## Task instructions
A. Using the EBM text below, decide whether each statement agrees with it: (i) The thread it mentions stems from one student's frustration with the varied evidence base for managing stroke and stroke risk. (ii) It says consultants and senior registrars are seldom up-to-date. (iii) It says EBM is very good at guiding what to do with the patient in front of you. For each, answer yes or no and quote the words that decide it.
B. Extend the EBM text below with a few sentences that pick up after its final sentence.

## Study text
BEGIN
There is a thread at the moment entitled I hate EBM stemming from one student's frustration at the varied evidence base for the management of stroke and stroke risk.
Perhaps I am just scraping the bottom of the barrel for material, but here is my contribution to this thread:
As I have written previously (somewhere in a comment on someone's blog - can't find it now), consultants and senior registrars are often very knowledgeable and up-to-date, but their teaching skills can be limited which means that medical students don't quite get the concept that the consultant is trying to convey.
There is a reason that medicine is sometimes considered more an art than a science - EBM is great for telling you what is the statistically best treatment for a large cohort of patients (e.g. male 60-75 year olds with SBP between 140-180), but it is very bad at telling you what to do with the patient that is sitting in front of you right now (e.g. female 76 year old with SBP of 138, major renal impairment, dilated cardiomyopathy and bedbound in a nursing home).
END
## Stored data
BEGIN
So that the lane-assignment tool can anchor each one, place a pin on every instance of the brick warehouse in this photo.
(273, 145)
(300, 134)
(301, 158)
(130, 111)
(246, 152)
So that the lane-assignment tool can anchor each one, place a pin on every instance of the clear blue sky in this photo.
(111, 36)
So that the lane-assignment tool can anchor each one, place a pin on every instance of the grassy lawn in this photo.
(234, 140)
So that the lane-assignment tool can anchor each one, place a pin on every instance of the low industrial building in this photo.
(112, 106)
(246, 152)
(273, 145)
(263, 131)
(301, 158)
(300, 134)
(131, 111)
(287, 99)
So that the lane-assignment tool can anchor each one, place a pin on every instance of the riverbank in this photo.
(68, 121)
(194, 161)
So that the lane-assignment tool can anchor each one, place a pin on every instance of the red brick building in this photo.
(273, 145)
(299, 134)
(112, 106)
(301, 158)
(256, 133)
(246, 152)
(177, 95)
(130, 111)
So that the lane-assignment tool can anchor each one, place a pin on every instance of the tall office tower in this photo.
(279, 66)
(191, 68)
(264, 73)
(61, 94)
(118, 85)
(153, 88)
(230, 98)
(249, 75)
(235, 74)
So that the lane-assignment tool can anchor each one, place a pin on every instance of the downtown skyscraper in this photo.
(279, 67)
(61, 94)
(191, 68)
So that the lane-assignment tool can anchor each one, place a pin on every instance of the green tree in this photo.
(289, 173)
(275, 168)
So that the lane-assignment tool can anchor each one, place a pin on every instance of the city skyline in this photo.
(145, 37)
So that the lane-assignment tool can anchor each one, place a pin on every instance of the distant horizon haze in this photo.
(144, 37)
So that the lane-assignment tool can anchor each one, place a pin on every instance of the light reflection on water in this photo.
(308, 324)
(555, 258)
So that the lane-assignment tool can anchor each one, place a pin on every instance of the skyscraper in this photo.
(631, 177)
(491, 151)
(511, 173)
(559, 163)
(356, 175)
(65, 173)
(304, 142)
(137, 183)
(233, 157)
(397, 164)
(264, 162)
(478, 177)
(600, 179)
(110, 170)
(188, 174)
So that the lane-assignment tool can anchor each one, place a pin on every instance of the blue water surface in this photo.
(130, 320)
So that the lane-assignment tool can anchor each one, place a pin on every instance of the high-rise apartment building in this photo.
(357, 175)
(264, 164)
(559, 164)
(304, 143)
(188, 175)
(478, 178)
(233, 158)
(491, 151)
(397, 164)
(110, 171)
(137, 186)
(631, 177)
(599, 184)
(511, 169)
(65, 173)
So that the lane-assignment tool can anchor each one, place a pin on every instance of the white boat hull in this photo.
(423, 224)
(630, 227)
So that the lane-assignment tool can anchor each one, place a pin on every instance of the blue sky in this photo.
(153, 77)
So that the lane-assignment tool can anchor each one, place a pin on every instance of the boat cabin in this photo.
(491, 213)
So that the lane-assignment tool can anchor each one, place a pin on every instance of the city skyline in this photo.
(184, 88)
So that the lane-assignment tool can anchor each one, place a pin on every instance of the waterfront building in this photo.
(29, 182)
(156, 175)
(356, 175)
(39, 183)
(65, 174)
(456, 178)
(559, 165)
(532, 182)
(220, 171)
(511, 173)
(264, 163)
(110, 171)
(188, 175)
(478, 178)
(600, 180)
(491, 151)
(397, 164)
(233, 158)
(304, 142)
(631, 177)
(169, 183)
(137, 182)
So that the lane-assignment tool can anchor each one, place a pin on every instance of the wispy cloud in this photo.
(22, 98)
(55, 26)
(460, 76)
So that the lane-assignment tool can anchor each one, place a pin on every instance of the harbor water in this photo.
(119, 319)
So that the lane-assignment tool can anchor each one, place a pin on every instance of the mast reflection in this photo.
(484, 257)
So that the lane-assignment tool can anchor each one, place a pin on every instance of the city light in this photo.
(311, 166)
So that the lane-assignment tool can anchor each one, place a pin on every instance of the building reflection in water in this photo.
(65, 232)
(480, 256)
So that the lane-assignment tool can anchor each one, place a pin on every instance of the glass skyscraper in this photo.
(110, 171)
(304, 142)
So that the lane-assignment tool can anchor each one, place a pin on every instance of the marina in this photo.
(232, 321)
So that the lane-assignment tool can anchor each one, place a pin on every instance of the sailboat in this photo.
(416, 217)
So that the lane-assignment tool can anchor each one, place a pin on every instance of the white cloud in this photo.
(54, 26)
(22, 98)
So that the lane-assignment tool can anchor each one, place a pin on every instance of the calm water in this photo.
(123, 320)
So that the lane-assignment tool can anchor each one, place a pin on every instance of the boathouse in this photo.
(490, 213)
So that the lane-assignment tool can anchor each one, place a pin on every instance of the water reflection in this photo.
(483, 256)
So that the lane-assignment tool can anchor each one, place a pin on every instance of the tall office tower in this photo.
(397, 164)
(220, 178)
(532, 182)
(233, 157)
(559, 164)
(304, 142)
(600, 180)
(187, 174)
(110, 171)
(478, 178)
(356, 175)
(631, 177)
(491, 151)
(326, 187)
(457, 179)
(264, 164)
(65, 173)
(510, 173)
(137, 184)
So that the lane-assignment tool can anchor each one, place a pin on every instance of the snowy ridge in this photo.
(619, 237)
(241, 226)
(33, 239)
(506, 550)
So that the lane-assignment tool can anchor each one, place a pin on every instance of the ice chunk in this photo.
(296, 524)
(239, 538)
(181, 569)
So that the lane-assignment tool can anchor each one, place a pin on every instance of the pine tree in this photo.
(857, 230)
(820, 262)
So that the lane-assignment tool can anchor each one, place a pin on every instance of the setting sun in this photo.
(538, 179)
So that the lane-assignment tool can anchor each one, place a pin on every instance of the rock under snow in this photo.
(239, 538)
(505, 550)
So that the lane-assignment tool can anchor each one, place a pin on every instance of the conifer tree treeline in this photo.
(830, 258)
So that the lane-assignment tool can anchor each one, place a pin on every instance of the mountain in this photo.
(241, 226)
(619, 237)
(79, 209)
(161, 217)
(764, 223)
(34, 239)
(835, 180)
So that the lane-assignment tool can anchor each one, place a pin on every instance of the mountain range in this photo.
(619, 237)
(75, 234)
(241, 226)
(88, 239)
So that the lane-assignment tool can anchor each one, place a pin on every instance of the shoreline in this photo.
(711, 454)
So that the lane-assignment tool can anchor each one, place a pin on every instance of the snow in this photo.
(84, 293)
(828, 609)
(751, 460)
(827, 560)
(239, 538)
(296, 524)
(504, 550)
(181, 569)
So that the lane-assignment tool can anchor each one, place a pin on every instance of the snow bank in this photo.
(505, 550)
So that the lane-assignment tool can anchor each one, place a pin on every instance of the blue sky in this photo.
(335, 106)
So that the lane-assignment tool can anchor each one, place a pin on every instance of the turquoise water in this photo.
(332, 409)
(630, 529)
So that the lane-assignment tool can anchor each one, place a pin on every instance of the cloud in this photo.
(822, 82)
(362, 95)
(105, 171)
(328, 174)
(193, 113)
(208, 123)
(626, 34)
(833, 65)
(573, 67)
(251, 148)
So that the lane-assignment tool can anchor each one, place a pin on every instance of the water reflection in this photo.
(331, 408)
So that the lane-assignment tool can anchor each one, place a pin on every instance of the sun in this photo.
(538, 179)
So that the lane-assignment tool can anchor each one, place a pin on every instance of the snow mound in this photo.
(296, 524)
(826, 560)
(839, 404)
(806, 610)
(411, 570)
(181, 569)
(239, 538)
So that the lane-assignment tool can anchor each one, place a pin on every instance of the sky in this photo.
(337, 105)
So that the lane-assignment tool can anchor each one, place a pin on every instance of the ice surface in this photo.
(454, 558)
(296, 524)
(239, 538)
END
## Answers by task
A.
(i) Yes: "stemming from one student's frustration at the varied evidence base for the management of stroke and stroke risk"
(ii) No: "consultants and senior registrars are often very knowledgeable and up-to-date"
(iii) No: "it is very bad at telling you what to do with the patient that is sitting in front of you right now"

B.
Look carefully at the inclusion and exclusion criteria of most of the RCTs that you review: these make or break a study and can define whether they obtain a statistically significant result or not. You may well find that the patient sitting in front of you does not strictly fit into the inclusion criteria of the trial, or on subgroup analysis failed to reach statistical significance in that study. Perhaps they have qualities that bring them in line with two conflicting studies.
Just because you are armed with one paper to support your point of view does not mean you are right, or that you have treated the patient's problem - all you have done is answered the question of whether to prescribe drugoxidil or pharmacoxib, or whether to perform a serum rhubarb level vs a radio-labelled hairy cell scan.
Two of my favourite quotes:
- Metanalyses are to Analyses as Metaphysics is to Physics.
- Doctors treat patients, not statistics.